Given request | Set out the lines of the records below as a numbered list, beginning at the line that contains "Could you provide the mask of every instance of the stadium" and stopping after the line that contains "23 132 L 10". Omit blank lines and leave the pictures out.

++++ Information shown ++++

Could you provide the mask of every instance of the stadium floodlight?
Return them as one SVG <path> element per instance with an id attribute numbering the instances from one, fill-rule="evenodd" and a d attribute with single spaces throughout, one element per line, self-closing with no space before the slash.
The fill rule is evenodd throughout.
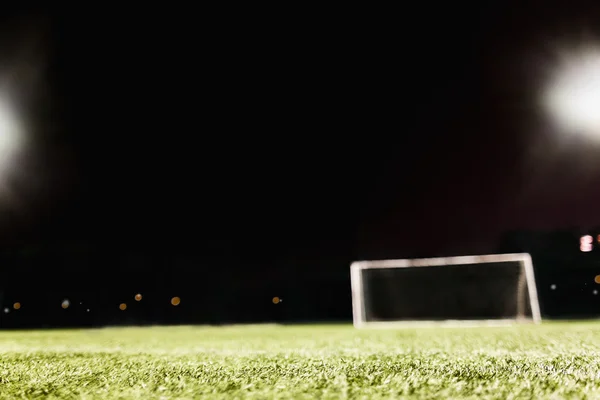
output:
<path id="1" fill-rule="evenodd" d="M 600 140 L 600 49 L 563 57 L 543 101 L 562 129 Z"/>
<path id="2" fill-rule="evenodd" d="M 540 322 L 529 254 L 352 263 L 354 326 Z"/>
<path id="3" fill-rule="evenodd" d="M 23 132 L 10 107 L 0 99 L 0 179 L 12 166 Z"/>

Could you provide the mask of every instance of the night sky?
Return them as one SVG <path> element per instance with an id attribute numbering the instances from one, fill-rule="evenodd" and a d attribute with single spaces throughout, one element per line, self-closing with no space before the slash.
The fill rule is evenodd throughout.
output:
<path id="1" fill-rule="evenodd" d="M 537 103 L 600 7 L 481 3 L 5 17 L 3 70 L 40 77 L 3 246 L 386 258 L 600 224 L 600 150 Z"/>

++++
++++ Information shown ++++

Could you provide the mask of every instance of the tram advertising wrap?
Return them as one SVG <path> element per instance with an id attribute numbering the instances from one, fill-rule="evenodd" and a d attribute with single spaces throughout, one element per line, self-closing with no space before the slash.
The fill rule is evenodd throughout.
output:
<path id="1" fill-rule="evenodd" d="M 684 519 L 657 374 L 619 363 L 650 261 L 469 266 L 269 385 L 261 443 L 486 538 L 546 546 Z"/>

++++

Finished task |
1. Could you provide the mask of every instance of the stadium floodlight?
2. Return them as one SVG <path> element per instance with an id attribute numbering the instances from one, fill-rule="evenodd" and a d attribute with single spaces throughout, one element per line, self-closing with no space before the slash.
3. The fill rule is evenodd throughout.
4. output:
5. <path id="1" fill-rule="evenodd" d="M 600 140 L 600 49 L 563 57 L 543 101 L 562 129 Z"/>
6. <path id="2" fill-rule="evenodd" d="M 540 322 L 529 254 L 352 263 L 354 326 Z"/>
7. <path id="3" fill-rule="evenodd" d="M 23 132 L 10 107 L 0 99 L 0 179 L 12 166 Z"/>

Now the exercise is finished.